▶ **Recorded data**
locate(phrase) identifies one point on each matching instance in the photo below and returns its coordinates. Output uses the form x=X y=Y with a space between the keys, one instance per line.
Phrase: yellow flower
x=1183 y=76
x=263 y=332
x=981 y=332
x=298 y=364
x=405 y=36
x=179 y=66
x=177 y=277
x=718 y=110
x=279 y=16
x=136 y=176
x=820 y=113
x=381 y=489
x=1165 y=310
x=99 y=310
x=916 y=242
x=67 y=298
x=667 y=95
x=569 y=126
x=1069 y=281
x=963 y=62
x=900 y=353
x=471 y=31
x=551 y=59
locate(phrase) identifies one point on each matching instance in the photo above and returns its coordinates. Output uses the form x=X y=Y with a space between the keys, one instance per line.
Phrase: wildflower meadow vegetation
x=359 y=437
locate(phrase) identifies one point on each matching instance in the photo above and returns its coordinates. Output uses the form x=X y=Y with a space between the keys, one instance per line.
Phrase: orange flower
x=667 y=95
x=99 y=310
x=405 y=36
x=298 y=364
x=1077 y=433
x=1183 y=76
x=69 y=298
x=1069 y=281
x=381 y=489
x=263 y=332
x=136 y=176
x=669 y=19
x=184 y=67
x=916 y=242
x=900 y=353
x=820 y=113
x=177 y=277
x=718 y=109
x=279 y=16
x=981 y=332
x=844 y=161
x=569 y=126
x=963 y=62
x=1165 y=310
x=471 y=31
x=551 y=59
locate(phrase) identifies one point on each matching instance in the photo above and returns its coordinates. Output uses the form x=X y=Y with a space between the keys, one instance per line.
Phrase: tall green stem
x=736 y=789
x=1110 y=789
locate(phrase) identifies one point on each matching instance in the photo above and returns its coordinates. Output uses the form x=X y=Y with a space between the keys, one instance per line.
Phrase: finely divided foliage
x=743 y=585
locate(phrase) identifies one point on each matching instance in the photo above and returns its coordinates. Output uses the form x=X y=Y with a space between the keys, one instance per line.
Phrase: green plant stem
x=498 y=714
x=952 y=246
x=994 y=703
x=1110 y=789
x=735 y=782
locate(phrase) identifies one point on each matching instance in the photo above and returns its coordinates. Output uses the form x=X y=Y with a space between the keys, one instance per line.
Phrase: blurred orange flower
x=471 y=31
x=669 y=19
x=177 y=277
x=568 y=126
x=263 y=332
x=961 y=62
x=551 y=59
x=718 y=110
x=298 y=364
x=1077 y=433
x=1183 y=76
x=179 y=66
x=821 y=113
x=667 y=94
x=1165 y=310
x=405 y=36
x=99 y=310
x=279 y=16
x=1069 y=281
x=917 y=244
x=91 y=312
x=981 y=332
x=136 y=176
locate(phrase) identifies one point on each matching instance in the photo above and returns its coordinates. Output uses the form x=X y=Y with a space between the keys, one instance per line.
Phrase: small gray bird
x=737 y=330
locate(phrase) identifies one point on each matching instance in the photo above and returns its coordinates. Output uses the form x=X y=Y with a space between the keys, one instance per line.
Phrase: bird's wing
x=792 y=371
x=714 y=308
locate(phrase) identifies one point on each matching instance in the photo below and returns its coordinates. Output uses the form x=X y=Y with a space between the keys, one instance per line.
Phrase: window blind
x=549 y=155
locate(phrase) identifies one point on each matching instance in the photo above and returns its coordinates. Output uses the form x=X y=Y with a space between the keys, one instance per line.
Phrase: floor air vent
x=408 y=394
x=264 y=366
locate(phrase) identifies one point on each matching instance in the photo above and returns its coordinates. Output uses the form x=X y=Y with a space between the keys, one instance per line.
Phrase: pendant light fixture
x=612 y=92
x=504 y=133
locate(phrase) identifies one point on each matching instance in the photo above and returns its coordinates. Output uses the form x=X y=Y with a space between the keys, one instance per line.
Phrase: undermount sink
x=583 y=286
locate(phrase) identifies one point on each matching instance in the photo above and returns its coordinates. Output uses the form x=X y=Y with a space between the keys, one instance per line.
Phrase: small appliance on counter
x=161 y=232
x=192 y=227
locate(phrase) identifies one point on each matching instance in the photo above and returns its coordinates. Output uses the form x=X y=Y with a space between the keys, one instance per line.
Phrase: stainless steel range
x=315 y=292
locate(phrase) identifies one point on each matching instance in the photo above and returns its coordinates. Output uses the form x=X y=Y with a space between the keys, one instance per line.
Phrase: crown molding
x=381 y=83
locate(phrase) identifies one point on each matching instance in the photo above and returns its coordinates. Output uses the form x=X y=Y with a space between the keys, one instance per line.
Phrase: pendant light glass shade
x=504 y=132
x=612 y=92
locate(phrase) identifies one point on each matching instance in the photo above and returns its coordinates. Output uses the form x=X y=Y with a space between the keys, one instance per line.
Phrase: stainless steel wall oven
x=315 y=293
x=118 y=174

▶ **Task details**
Please rewrite the lines from the very first one through the line containing "x=735 y=782", that line included, substituting "location" for "coordinates" and keeping everything else the same.

▶ **Answer to this exercise**
locate(phrase) identifies one point on each matching instance in the photo below and returns its location. Output uses the form x=X y=Y with a space between the keys, one instance per line.
Phrase: yellow flower
x=1183 y=76
x=263 y=332
x=981 y=332
x=298 y=364
x=405 y=36
x=179 y=66
x=177 y=277
x=718 y=110
x=279 y=16
x=136 y=176
x=820 y=113
x=381 y=489
x=1165 y=310
x=99 y=310
x=916 y=242
x=67 y=298
x=667 y=95
x=569 y=126
x=1069 y=281
x=963 y=62
x=900 y=353
x=471 y=31
x=551 y=59
locate(phrase) identifies one point on each matching instance in the photo above and returns its location. Output uses the form x=X y=Y with a space between the keys, one instance per line.
Phrase: wildflower meadow vegetation
x=359 y=437
locate(phrase) identifies one point on each matching instance in the photo above and returns its location. Output uses the form x=X y=Y with a space between the keys, one instance per line.
Phrase: orange flower
x=667 y=95
x=99 y=310
x=405 y=36
x=298 y=364
x=1077 y=433
x=1183 y=76
x=69 y=298
x=1069 y=281
x=381 y=489
x=263 y=332
x=136 y=176
x=669 y=19
x=184 y=67
x=916 y=242
x=900 y=353
x=820 y=113
x=177 y=277
x=718 y=109
x=279 y=16
x=981 y=332
x=844 y=161
x=569 y=126
x=963 y=62
x=1165 y=310
x=471 y=31
x=551 y=59
locate(phrase) identifies one point on each matching instance in the photo above and returns its location. Output uses the form x=X y=Y with a space between the keys, one instance per line.
Phrase: tall green stem
x=736 y=789
x=1110 y=789
locate(phrase) identifies one point on each matching instance in the photo above and returns its location. Output uses the form x=X y=Y with a space between the keys, one instance per line.
Phrase: finely divided foliage
x=743 y=585
locate(phrase) identifies one point on each matching instance in the photo above and returns its location. Output uses the form x=X y=Y with a space between the keys, one instance per line.
Phrase: green plant stem
x=498 y=714
x=952 y=246
x=994 y=703
x=1110 y=789
x=735 y=782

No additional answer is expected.